● EXERCISE DETAILS
Word for word, restate every record, though not the pictures.

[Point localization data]
******************************

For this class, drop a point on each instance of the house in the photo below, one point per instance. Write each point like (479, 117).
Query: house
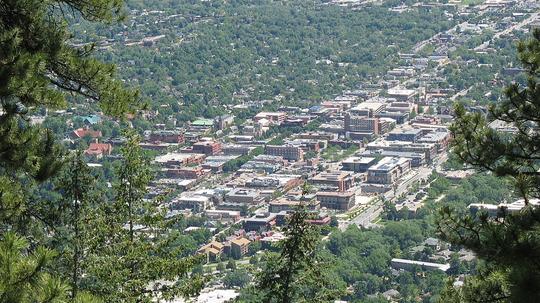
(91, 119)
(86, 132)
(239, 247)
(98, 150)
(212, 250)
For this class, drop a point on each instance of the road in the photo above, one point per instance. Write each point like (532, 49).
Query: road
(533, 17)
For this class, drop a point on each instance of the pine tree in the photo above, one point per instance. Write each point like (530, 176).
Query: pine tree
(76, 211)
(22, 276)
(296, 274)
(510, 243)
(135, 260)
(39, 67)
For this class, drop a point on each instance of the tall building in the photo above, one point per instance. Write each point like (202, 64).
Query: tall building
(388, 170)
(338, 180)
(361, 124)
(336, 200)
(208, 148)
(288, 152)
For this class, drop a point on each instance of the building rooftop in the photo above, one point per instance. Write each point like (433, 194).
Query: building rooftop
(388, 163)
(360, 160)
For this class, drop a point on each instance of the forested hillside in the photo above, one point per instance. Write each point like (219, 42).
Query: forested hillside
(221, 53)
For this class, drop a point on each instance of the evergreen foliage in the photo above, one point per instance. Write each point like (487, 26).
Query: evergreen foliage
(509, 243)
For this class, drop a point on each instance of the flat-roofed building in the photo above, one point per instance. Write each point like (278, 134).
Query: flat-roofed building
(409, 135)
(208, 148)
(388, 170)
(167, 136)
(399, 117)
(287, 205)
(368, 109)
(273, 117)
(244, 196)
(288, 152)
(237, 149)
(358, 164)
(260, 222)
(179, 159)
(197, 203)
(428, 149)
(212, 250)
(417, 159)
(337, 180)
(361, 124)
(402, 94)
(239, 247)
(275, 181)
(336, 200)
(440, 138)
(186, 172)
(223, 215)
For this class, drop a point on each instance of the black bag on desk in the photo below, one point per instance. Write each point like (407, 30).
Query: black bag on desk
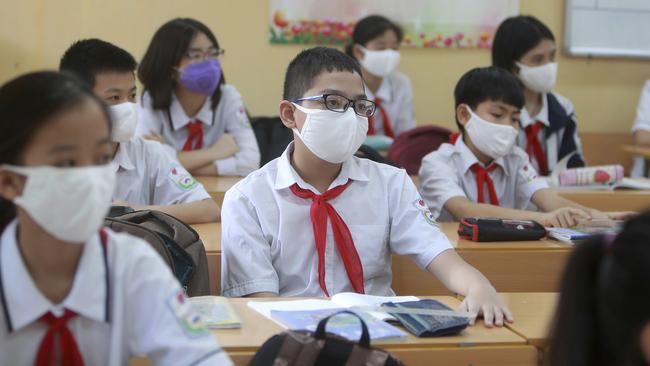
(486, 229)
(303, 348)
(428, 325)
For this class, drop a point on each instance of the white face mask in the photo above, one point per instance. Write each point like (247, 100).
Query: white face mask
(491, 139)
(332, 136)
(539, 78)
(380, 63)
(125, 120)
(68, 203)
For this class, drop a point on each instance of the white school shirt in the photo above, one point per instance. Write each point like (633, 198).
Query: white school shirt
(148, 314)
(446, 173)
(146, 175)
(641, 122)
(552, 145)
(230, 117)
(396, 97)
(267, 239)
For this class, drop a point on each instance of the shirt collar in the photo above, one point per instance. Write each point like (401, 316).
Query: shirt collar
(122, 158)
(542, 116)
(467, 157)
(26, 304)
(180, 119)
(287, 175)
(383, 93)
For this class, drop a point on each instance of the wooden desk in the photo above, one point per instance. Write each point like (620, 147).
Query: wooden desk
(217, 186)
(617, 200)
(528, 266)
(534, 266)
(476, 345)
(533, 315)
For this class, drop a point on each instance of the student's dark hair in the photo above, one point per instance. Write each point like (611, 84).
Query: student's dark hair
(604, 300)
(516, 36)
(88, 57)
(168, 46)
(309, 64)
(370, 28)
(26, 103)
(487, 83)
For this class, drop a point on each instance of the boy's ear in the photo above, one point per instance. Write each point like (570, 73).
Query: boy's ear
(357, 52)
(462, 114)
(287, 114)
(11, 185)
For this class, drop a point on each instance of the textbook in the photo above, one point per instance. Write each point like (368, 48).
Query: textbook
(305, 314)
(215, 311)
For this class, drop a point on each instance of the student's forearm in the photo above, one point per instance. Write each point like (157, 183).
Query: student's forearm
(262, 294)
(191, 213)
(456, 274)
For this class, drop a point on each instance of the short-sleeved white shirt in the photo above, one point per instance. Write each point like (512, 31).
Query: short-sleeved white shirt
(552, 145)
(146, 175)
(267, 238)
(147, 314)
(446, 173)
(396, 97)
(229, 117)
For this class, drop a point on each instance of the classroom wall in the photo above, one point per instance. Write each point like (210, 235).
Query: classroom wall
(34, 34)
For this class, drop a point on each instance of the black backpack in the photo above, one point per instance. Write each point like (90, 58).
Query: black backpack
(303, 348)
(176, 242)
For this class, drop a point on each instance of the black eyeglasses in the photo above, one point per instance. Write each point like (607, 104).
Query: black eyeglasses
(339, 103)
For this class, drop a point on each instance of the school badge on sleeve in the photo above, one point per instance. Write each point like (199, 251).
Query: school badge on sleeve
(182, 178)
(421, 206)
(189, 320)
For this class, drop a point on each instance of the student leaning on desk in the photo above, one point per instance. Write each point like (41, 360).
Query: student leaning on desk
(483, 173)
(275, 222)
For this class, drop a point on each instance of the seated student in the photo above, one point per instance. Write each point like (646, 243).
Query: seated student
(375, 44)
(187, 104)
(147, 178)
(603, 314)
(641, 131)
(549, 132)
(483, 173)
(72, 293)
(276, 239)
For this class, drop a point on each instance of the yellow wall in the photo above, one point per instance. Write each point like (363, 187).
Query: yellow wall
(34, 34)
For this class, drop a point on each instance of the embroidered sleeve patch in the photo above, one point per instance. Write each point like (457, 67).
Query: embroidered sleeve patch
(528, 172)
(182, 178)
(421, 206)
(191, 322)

******************************

● RESPONSE TO THIS TASK
For this class, drop a point on each instance of the house in the photo below, one point per instance. Write each point like (479, 117).
Query: house
(91, 119)
(86, 132)
(239, 247)
(98, 150)
(212, 250)
For this class, drop a point on each instance of the road in the photo above, one point per instance. Write each point like (532, 49).
Query: road
(533, 17)
For this class, drop a point on each instance of the pine tree in the photo above, one point per instance. Write each point like (530, 176).
Query: pine tree
(76, 211)
(22, 276)
(296, 274)
(510, 243)
(135, 260)
(39, 67)
For this class, drop a point on each instance of the tall building in the photo above, one point per instance. Write each point like (202, 64).
Query: tall building
(388, 170)
(338, 180)
(361, 124)
(336, 200)
(208, 148)
(288, 152)
For this class, drop a point on each instance of the building rooftop in the photo above, one point per instance. Write each point like (433, 194).
Query: building rooftop
(388, 163)
(360, 160)
For this class, drop a point on each instance of the forested hillside in the photo above, one point per instance. Write each point like (219, 42).
Query: forested hillside
(221, 53)
For this class, drop a point on each instance of the evergreen foliage in the photo above, one point per instance. Write each point like (487, 26).
Query: evergreen foliage
(509, 243)
For this class, drop a point on each instance of the flat-roofed building in the photo above, one point per instance. Write each point like (278, 134).
Query: flat-roofed building
(409, 135)
(208, 148)
(388, 170)
(167, 136)
(399, 117)
(287, 205)
(368, 109)
(273, 117)
(244, 196)
(288, 152)
(237, 149)
(358, 164)
(260, 222)
(179, 159)
(197, 203)
(428, 149)
(212, 250)
(417, 159)
(337, 180)
(361, 124)
(402, 94)
(239, 247)
(275, 181)
(336, 200)
(440, 138)
(186, 172)
(223, 215)
For this class, drop a point on each instance of the black bag on desk in the photo below, one point per instance. Write each point like (407, 30).
Query: black bag on desk
(486, 229)
(303, 348)
(428, 325)
For this class, drop a point on each instance of the white face mask in the photo above, one point per instance. Write each point like (247, 100).
Query: white face mask
(491, 139)
(332, 136)
(539, 78)
(380, 63)
(125, 120)
(68, 203)
For this class, drop a point on each instance of the white school shirt in the photo above, one point per instance. Write each point like (633, 198).
Query: white school shirt
(148, 314)
(446, 173)
(146, 175)
(641, 122)
(552, 145)
(230, 117)
(396, 97)
(267, 239)
For this class, drop a point on each instance of the shirt collar in the photo above, one point per instance. Write each point like (401, 316).
Query: shirt collar
(122, 158)
(542, 116)
(467, 157)
(26, 304)
(180, 119)
(287, 175)
(383, 93)
For this class, drop a point on each instance of the wooden desk in the photo above, one point per instance. Write each point like (620, 147).
Query: wooden desk
(217, 186)
(617, 200)
(528, 266)
(534, 266)
(476, 345)
(533, 315)
For this class, drop a point on each instance of the student's dark hair in the photo above, one point per instance. Write each point like (611, 84).
Query: student's dark hair
(604, 300)
(516, 36)
(88, 57)
(168, 46)
(309, 64)
(370, 28)
(26, 103)
(487, 83)
For this class, drop a point on each instance of the boy's ear in the photo above, one point per instance. Write each point like (570, 73).
Query: boy's ear
(357, 52)
(462, 114)
(287, 114)
(11, 185)
For this class, drop a point on each instance of the textbook in the photo above, one point per instance. Write each point like (368, 48).
Query: textbook
(305, 314)
(215, 311)
For this class, drop a point on each instance of the student's forearm in the photo above, one point per instance. Write each point like (157, 183).
Query: student's forearm
(262, 294)
(191, 213)
(456, 274)
For this class, drop a point on each instance of the short-sleeved white shirt in the photo above, one point per instance. Write each point like (512, 31).
Query: short-sleeved white shirt
(552, 145)
(146, 175)
(267, 238)
(147, 314)
(446, 173)
(396, 97)
(229, 117)
For this class, drop a point on each instance of the classroom wall in the photo above, one point per instance. Write each point like (210, 235).
Query: classroom wall
(34, 34)
For this class, drop a point on each instance of the black backpack in the photo above, one point per instance. Write each point like (90, 58).
Query: black backpack
(303, 348)
(176, 242)
For this class, drop a point on each instance of the black eyeglasses in the photo above, one point per instance. Write each point like (607, 104).
Query: black eyeglasses
(339, 103)
For this class, drop a point on each instance of the school badge on sleeve in the photo above, one point per instance. Write each point like (199, 251).
Query: school badge on sleeve
(182, 178)
(421, 206)
(189, 320)
For this class, drop a point on each instance of the student leaning on desk in the photo above, one point per instance. Write each point like (41, 360).
Query: student leaning on desk
(483, 173)
(275, 222)
For this class, drop a point on each instance of the seated student in the photo above, one point per instance. Write each point like (646, 243).
Query: seated student
(375, 44)
(187, 104)
(147, 178)
(603, 314)
(641, 131)
(549, 132)
(483, 173)
(72, 293)
(276, 239)
For this class, drop a point on each instance of the yellow wall in the photo above, one point per instance. Write each point like (363, 187).
Query: yellow wall
(34, 34)
For this class, drop a point on each instance of the embroidered sleeve patch in the photo above, one point per instance. Write each point like (457, 67).
Query: embroidered sleeve patch
(528, 172)
(182, 178)
(421, 206)
(191, 322)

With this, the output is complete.